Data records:
============

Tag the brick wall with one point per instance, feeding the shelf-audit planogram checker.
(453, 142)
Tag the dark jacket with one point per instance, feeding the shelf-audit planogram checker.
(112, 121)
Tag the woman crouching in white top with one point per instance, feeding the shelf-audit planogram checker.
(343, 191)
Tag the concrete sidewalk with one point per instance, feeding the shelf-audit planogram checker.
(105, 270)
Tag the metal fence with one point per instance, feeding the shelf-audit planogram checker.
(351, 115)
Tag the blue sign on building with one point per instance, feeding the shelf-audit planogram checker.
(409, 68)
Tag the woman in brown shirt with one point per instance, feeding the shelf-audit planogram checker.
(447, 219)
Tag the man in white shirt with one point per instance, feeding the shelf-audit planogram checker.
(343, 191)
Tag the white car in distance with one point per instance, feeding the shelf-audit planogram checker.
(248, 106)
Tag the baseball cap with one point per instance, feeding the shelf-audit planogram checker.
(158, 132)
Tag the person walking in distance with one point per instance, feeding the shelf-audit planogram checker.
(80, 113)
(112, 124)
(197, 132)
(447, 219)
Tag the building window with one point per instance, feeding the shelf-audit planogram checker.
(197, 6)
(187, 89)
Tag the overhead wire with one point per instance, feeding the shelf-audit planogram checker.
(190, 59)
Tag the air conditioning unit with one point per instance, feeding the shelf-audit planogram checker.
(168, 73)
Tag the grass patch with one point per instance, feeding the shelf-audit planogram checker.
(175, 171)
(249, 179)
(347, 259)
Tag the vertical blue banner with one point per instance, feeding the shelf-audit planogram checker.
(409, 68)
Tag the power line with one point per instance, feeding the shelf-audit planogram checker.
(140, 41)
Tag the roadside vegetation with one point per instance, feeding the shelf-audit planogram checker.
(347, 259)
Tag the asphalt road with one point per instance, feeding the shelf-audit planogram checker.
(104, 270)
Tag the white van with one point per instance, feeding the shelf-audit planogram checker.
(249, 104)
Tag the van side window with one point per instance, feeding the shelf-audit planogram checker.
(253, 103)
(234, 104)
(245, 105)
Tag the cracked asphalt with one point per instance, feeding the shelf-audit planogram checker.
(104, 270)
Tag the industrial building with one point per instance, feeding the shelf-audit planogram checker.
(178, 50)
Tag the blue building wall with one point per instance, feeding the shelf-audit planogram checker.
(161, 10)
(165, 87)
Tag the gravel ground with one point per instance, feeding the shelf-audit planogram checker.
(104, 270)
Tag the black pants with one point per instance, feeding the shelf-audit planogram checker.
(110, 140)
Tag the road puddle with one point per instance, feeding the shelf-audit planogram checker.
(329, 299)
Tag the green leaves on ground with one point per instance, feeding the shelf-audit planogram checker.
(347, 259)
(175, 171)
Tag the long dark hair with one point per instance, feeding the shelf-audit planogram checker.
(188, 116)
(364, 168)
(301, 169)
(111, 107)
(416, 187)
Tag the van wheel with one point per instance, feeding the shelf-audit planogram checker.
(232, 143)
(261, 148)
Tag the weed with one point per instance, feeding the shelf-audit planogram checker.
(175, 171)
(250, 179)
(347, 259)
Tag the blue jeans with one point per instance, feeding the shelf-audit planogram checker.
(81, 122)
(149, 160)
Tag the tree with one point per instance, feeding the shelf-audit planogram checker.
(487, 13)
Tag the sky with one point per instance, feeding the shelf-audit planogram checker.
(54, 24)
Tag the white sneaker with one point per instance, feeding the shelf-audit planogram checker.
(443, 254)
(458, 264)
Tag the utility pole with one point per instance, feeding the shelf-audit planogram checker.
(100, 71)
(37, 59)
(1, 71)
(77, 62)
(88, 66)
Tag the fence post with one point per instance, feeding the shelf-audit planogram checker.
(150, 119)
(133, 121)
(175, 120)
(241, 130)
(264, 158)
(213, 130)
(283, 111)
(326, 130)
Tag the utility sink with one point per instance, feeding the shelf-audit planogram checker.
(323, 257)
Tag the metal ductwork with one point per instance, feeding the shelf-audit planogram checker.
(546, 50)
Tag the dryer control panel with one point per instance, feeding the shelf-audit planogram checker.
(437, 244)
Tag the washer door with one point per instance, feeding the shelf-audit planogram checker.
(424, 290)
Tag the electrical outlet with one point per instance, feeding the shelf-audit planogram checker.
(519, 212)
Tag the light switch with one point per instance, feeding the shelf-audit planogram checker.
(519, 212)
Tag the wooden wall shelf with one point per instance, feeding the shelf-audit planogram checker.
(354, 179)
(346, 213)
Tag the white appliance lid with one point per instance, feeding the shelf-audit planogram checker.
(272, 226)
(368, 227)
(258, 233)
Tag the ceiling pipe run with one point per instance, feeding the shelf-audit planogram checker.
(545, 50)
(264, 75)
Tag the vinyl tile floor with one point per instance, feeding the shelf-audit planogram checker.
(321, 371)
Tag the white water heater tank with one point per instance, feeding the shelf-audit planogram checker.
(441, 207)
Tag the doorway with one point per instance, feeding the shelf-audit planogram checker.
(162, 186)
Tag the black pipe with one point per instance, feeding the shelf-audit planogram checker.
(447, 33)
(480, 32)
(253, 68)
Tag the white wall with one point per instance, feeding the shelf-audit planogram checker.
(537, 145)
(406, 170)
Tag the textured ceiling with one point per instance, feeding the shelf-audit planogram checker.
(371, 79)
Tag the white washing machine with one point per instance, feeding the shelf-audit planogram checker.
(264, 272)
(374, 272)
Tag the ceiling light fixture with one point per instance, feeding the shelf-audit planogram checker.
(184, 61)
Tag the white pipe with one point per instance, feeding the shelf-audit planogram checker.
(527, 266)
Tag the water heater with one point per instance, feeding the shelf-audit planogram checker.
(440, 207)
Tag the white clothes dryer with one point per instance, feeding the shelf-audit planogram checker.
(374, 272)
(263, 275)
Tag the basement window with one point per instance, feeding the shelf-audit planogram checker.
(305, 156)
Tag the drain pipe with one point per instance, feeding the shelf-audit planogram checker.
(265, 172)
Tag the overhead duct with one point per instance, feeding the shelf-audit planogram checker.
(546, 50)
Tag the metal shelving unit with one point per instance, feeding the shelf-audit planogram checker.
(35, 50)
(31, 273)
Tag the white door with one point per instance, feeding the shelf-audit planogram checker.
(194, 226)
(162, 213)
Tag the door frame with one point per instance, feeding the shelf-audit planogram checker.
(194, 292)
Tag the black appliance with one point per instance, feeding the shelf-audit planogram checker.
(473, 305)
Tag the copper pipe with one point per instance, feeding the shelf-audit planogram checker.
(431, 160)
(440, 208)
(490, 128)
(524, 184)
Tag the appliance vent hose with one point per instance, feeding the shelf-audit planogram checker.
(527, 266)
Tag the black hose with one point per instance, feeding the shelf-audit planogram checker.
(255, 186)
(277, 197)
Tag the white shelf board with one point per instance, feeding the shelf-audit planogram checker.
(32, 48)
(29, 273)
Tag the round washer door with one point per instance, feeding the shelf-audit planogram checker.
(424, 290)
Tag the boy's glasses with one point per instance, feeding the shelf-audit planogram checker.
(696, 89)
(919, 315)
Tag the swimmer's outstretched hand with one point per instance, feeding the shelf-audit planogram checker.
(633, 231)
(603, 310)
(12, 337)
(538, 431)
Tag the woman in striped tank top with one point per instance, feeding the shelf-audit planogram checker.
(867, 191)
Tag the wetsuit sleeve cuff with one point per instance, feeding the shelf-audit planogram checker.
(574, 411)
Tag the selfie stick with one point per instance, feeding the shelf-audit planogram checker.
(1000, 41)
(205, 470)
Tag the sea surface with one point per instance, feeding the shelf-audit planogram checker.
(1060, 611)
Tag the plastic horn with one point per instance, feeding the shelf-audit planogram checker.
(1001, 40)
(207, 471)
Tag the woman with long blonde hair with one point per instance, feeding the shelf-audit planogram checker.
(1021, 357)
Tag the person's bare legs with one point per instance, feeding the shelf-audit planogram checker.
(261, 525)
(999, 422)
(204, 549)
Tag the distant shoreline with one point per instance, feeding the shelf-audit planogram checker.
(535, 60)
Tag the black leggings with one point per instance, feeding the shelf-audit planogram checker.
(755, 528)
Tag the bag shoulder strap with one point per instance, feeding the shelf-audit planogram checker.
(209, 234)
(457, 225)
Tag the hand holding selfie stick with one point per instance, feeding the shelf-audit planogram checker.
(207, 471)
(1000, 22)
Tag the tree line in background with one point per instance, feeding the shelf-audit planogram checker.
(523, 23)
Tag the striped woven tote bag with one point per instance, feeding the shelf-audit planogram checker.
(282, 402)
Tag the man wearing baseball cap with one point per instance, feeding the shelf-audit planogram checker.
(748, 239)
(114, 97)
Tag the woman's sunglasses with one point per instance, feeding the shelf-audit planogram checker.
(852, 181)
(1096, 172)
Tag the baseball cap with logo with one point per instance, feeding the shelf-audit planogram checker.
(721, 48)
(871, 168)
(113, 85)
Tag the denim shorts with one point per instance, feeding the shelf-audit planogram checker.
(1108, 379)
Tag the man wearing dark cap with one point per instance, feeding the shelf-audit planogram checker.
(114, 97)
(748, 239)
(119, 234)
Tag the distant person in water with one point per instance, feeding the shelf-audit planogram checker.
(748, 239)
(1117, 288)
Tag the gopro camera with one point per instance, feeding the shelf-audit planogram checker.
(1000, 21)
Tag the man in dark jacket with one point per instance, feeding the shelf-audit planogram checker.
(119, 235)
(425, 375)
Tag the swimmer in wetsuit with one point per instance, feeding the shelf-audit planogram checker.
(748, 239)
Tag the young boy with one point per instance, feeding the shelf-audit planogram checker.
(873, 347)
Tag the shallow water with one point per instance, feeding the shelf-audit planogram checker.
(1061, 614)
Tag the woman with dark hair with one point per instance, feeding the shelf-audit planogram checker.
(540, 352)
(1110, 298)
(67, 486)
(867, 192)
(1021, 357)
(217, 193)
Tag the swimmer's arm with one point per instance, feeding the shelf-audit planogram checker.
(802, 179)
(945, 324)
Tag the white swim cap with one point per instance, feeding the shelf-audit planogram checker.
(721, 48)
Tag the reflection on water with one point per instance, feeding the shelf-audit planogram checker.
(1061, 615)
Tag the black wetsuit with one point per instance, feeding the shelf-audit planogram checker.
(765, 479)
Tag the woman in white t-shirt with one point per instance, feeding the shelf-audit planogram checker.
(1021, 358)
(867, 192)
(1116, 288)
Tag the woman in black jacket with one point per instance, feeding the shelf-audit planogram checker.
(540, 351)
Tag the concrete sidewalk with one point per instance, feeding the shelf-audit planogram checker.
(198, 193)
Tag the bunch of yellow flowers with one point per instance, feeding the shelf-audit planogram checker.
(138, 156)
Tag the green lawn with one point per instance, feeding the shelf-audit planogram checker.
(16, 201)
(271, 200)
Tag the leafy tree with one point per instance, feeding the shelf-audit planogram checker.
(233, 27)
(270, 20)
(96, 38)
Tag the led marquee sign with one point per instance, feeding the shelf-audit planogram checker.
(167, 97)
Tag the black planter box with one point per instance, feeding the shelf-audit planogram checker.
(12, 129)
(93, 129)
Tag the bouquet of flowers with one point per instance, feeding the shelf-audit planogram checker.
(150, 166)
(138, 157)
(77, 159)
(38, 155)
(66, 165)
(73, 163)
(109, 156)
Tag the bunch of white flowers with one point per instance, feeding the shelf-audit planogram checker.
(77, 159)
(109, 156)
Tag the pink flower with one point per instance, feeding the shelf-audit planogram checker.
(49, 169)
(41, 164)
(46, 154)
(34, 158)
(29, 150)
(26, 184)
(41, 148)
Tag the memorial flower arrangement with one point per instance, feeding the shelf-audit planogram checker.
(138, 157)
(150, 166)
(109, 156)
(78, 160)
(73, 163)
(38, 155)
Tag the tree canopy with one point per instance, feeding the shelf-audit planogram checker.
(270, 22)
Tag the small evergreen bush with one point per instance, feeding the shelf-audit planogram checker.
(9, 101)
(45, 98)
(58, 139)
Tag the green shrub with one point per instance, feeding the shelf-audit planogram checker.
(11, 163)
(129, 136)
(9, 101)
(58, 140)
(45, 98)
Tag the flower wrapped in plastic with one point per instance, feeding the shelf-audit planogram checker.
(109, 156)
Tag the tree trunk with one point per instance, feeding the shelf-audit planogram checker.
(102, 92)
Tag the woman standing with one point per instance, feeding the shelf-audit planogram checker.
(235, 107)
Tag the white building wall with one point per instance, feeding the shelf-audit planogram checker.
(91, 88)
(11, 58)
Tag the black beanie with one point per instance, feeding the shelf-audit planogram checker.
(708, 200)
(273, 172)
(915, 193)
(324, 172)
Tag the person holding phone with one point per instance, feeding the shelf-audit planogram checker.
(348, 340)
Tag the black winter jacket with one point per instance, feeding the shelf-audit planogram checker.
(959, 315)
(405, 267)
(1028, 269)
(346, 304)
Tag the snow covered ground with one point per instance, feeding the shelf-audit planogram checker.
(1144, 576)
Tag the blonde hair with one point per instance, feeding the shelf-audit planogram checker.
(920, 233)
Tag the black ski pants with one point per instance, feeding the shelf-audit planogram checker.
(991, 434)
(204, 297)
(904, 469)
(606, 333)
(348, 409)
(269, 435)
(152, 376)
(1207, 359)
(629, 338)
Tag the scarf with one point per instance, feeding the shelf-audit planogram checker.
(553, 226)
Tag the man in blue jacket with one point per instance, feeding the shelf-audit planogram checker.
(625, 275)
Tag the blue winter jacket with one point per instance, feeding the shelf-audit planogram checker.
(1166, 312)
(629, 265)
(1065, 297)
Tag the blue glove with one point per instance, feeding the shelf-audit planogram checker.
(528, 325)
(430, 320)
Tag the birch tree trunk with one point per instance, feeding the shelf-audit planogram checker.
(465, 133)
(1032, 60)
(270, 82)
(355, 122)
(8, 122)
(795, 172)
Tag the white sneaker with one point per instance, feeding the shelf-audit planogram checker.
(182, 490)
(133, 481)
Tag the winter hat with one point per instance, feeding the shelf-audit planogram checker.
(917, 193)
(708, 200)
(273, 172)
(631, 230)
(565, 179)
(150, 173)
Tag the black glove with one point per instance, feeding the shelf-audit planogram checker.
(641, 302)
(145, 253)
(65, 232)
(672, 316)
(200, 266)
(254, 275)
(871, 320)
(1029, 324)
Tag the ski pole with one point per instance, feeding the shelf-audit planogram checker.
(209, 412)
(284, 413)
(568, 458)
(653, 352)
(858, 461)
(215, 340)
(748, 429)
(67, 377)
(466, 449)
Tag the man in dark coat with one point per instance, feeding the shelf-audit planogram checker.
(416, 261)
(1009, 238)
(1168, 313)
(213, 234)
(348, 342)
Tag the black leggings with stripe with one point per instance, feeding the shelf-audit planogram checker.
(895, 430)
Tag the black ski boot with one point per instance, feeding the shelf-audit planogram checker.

============

**The request:** Starting from the line with "Tag the winter" and ending with the final line of the data, quote every line exactly, both ends included.

**Solution:**
Tag the winter hat with one point per instance, feeding the shelf-audit planogram checker.
(917, 193)
(708, 200)
(273, 172)
(631, 230)
(565, 179)
(150, 173)
Tag the black glove with one point per instance, feeding the shelf-audit planogram checker.
(641, 302)
(145, 253)
(65, 232)
(672, 316)
(200, 266)
(254, 275)
(871, 320)
(1029, 324)
Tag the ski pole with one point per instance, feeding the shelf-audit planogram checker.
(209, 412)
(284, 413)
(568, 458)
(653, 352)
(858, 461)
(215, 340)
(748, 429)
(67, 377)
(466, 449)
Tag the man in dark coat with one point per instance, feeding the shelf-audit planogram checker.
(416, 261)
(1009, 238)
(1168, 313)
(213, 234)
(348, 342)
Tag the black leggings with stripe with one point per instance, feeding the shelf-audit planogram checker.
(895, 430)
Tag the black ski boot with one point per instance, feeding the shelf-audit planogram checker.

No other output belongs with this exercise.